Could you copy the material below word for word, from the line containing "target | layered rock face" through its final line, with both of those lines included?

▸ THE RECORDS:
------

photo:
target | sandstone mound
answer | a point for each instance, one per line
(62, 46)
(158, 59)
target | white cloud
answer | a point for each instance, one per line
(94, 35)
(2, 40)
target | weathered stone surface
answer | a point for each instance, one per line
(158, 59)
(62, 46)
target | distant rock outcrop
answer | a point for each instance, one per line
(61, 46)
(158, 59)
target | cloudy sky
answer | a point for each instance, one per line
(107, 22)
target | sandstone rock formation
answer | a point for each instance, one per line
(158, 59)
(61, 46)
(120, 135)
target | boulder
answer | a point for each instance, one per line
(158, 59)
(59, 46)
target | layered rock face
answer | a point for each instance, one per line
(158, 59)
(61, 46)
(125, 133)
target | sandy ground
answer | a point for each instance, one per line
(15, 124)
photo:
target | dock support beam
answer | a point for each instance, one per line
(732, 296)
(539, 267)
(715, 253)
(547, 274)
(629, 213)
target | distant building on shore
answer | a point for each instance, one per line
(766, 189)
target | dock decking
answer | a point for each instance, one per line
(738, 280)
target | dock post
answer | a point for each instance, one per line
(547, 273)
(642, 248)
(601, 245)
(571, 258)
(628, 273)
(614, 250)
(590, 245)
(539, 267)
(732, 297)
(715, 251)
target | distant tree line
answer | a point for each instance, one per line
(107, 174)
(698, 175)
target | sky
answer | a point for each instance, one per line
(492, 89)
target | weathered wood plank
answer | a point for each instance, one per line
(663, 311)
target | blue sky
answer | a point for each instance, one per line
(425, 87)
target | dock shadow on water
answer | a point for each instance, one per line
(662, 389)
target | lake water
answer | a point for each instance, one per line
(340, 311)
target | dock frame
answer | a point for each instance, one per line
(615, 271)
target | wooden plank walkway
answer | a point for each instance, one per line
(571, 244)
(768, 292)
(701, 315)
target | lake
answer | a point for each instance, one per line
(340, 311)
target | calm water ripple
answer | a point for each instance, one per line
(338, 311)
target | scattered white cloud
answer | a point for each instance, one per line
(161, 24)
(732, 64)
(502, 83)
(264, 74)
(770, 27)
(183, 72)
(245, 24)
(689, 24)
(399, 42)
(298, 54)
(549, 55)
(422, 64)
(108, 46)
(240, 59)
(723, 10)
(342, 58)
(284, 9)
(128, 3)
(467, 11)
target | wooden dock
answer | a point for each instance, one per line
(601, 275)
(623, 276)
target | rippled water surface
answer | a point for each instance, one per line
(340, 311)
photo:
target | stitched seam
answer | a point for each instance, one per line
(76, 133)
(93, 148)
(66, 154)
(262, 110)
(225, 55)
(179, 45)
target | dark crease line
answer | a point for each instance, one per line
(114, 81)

------

▸ SOLUTION FOR THIS EXERCISE:
target | layered rock face
answer | a point for each instance, one per line
(158, 59)
(61, 46)
(125, 133)
target | sandy ground
answer | a point for each instance, one per line
(15, 124)
photo:
target | dock support beam
answer | a point for each instance, one per line
(732, 296)
(539, 267)
(715, 253)
(547, 274)
(629, 213)
target | distant building on shore
answer | a point for each instance, one per line
(766, 189)
target | dock decking
answer | a point for each instance, one per line
(738, 280)
target | dock post
answer | a point for each instance, one per line
(547, 273)
(642, 248)
(601, 245)
(571, 258)
(628, 273)
(614, 250)
(590, 245)
(539, 267)
(732, 297)
(715, 251)
target | distant tree line
answer | a point for each instance, one per line
(107, 174)
(698, 175)
target | sky
answer | a point for each instance, one per line
(492, 89)
target | weathered wood plank
answer | a point for each instance, one per line
(663, 311)
target | blue sky
answer | a point for each instance, one per line
(425, 87)
target | dock shadow on water
answer | a point for each instance, one per line
(662, 389)
target | lake water
answer | a point for each instance, one per line
(340, 311)
target | dock frame
answer | a point for each instance, one per line
(615, 271)
target | wooden plank walkway
answer | a point for each instance, one per line
(571, 244)
(768, 292)
(701, 315)
target | lake
answer | a point for each instance, one per line
(340, 311)
target | calm water ripple
answer | a point for each instance, one per line
(338, 311)
target | scattered white cloud
answer | a point for each instance, one per line
(161, 24)
(732, 64)
(502, 83)
(264, 74)
(770, 27)
(183, 72)
(245, 24)
(689, 24)
(399, 42)
(298, 54)
(549, 55)
(422, 64)
(108, 46)
(240, 59)
(723, 10)
(342, 58)
(284, 9)
(128, 3)
(467, 11)
target | wooden dock
answer | a point for each instance, one per line
(601, 275)
(623, 276)
target | rippled water surface
answer | a point for each instance, one per line
(340, 311)
photo:
target | stitched seam
answer | a point for each instance, one per line
(76, 133)
(93, 148)
(66, 154)
(262, 110)
(225, 55)
(179, 45)
target | dark crease line
answer | a point for each instance, one per line
(114, 81)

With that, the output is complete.